◆ **Fragmento del documento**
Que sepamos, la
orientación sexual de las personas ha sido objeto de particular interés patológico médico sobre todo desde el siglo XIX, al menos en los países denominados occidentales, de cultura judeo-cristiana para simplificar. No es que se ignoraran algunos problemas de salud asociados a la
sexualidad, sino más bien que la sexualidad no formaba parte del núcleo duro de la
fisiopatología.
Sin embargo, el
desarrollo de la Psiquiatría fomentó inicialmente la consideración de la orientación sexual y, en su caso, de su materialización, como un factor susceptible de provocar patologías, más allá de las
infecciones de transmisión sexual. En una época, la de la revolución industrial, de claro predominio de la moral victoriana.
La
Clasificación Internacional de las Enfermedades (CIE) de la 'Lista de causas de muerte', cuya primera edición publicó el Instituto Internacional de Estadística en 1893 y de la que la
Organización Mundial de la Salud (OMS) se hizo cargo en 1948, incluía también la
homosexualidad como enfermedad.
El DSM, en su primera versión (DSM-I), al igual que la CIE, surgió de la necesidad de confeccionar una
clasificación consensuada de los trastornos mentales, ante el escaso acuerdo previo respecto a qué contenidos debería incluir entre las diferentes corrientes existentes en el colectivo de
psiquiatras y psicólogos. Fue así como en 1952 surgió la primera edición, DSM-I, como una variante del CIE-6, que también incluía la homosexualidad.

◆ **Problema a resolver**
Prosigue el texto sobre la homosexualidad en las clasificaciones médicas a partir de su última oración.

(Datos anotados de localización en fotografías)
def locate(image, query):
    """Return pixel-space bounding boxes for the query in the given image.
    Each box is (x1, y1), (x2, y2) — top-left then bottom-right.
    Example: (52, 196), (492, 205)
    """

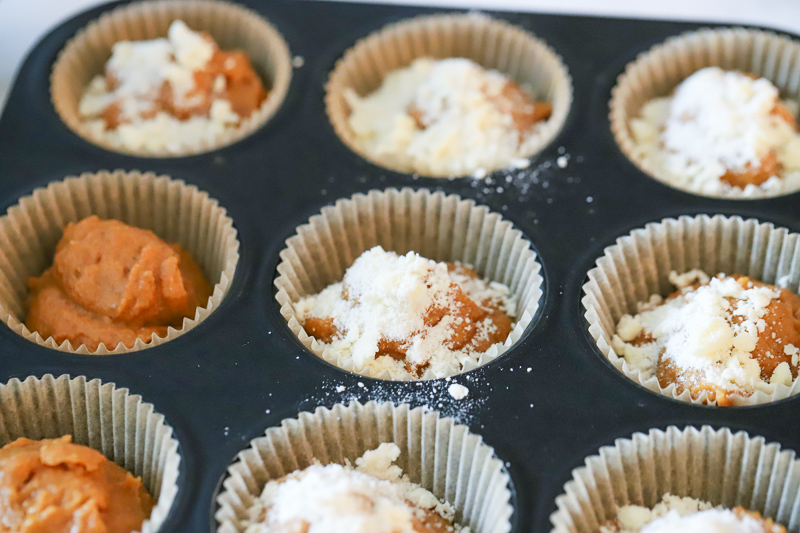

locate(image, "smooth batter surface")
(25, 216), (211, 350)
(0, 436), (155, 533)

◆ **Respuesta del ejercicio**
Transexualidad
Durante mucho tiempo, la homosexualidad y la
transexualidad han sido consideradas enfermedades, aunque la segunda edición del DSM (1980) ya eliminaba la homosexualidad como trastorno patológico y la
Asamblea Mundial de la Salud la eliminó de la lista de enfermedades mentales, el 17 de mayo de1990.
El transexualismo aparece por primera vez en la CIE-9 en 1978 en la categoría de los
trastornos neuróticos, de la personalidad y otros trastornos mentales no psicóticos, al mismo nivel que las parafilias y disfunciones sexuales. Desde entonces se han ido introduciendo algunos matices en su ubicación, pero sin desligarse del ámbito de las desviaciones y de los trastornos sexuales hasta la undécima revisión de la CIE, en la que la
transexualidad ya no es un trastorno mental sino una incongruencia de género (gender incongruence ) o
discordancia de género, como se ha preferido traducir al español y será tratada como una condición de la salud sexual. Que no es patológica
per se pero que puede provocar trastornos de la salud relacionados con discriminaciones sociales.
"Como cualquier intervención sanitaria hay que tener en cuenta los potenciales efectos adversos que puede provocar el tratamiento hormonal, la cirugía o ambos"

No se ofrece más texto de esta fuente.